_TASKS TO CARRY OUT_.
#1 Translate this sentence from the blog post into French: "I really hate the labels anyway."
#2 Write out the records word for word, from the line containing "Expected output, for every instance of the pavement, the" through the end of the records.

Thursday, January 29, 2015

Today is the Beginning of the Rest of My Life (at least online)

This post will be more of an introduction. If you read my profile, then you've already had a bit of that, but here I'd like to explain what this blog will be about. 
A lot of my searches over the years have been to try and help me understand how to be gay. I know that's ridiculous sounding to most people, like me, who like the same sex, but I've really struggled with it. I struggled with it when I was younger because I forced it under, telling myself I was actually straight, "it was just that one girl." 
Anybody feel me yet? Hope so! 
Lesbian relationships were a foreign thing to me, even though I dreamed of it all the time. Great dreams for sure! I was always the more manly of the two in them, which is a complete reversal for me in real life. Oh well, like I said, great dreams! 
There were a lot of things I had to learn about myself before I could admit I was full fledged homo and not, "bisexual," as I referred to myself for years. I really hate the labels anyway. I love people. Particular people. I married my ex for the sex (though the penis thing bothered me). Dumb move, I know, but I was young and trying to force myself to be straight. I'm sure a lot of you (if anyone is reading this) can relate to having a family where being gay is still not okay, and you feel, deep down, that being straight is in your best interest in order to blind yourself to the fact that if you were you, really you, certain people you love would break your heart by seeing you differently and pulling away. 
More on that sob story later. I intend to cover the thing that everyone looks for on this earth. The thing I was "hunting" for and found. A relationship that makes a person genuinely happy. Call it advice if you want, but it's a formula that has worked for me and I believe will work for anyone. The problem with every relationship is, it's hard to know if you've finally found the right one. (I'm about to talk about relationships in general so feel free to skip this part for now if you want, but if you're like me, and your web search led you here, read on.)

[Pointing and labeling entries]
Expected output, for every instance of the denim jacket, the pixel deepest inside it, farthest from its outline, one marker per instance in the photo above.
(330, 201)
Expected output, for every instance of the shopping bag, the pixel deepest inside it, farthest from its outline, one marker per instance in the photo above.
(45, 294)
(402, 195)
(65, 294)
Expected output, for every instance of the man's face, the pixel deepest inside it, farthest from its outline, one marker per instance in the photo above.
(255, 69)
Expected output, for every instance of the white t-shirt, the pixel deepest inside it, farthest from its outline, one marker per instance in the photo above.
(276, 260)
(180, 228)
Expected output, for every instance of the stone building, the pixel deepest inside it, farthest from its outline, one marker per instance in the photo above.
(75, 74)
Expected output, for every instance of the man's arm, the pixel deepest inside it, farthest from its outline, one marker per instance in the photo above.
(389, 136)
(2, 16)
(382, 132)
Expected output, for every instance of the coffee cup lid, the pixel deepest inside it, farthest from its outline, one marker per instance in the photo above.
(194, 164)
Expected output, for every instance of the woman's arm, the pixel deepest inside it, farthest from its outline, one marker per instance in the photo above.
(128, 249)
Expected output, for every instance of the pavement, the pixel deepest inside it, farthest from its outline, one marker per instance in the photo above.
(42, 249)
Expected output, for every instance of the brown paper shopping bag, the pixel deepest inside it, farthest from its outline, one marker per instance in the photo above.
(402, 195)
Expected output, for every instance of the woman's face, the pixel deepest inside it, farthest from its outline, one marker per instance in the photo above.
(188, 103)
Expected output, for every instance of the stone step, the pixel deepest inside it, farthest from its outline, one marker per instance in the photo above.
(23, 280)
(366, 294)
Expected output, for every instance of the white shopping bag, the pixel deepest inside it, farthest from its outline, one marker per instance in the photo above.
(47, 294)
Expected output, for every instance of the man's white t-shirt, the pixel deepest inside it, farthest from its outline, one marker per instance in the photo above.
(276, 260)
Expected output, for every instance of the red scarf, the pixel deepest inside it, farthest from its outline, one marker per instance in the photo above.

_ANSWERS FOR THIS EXERCISE_.
#1 De toute façon, je déteste vraiment les étiquettes.

#2
Expected output, for every instance of the pavement, the pixel deepest inside it, farthest from its outline, one marker per instance in the photo above.
(42, 249)
Expected output, for every instance of the brown paper shopping bag, the pixel deepest inside it, farthest from its outline, one marker per instance in the photo above.
(402, 195)
Expected output, for every instance of the woman's face, the pixel deepest inside it, farthest from its outline, one marker per instance in the photo above.
(188, 103)
Expected output, for every instance of the stone step, the pixel deepest inside it, farthest from its outline, one marker per instance in the photo above.
(23, 280)
(366, 294)
Expected output, for every instance of the white shopping bag, the pixel deepest inside it, farthest from its outline, one marker per instance in the photo above.
(47, 294)
Expected output, for every instance of the man's white t-shirt, the pixel deepest inside it, farthest from its outline, one marker per instance in the photo above.
(276, 260)
Expected output, for every instance of the red scarf, the pixel deepest inside it, farthest from its outline, one marker per instance in the photo above.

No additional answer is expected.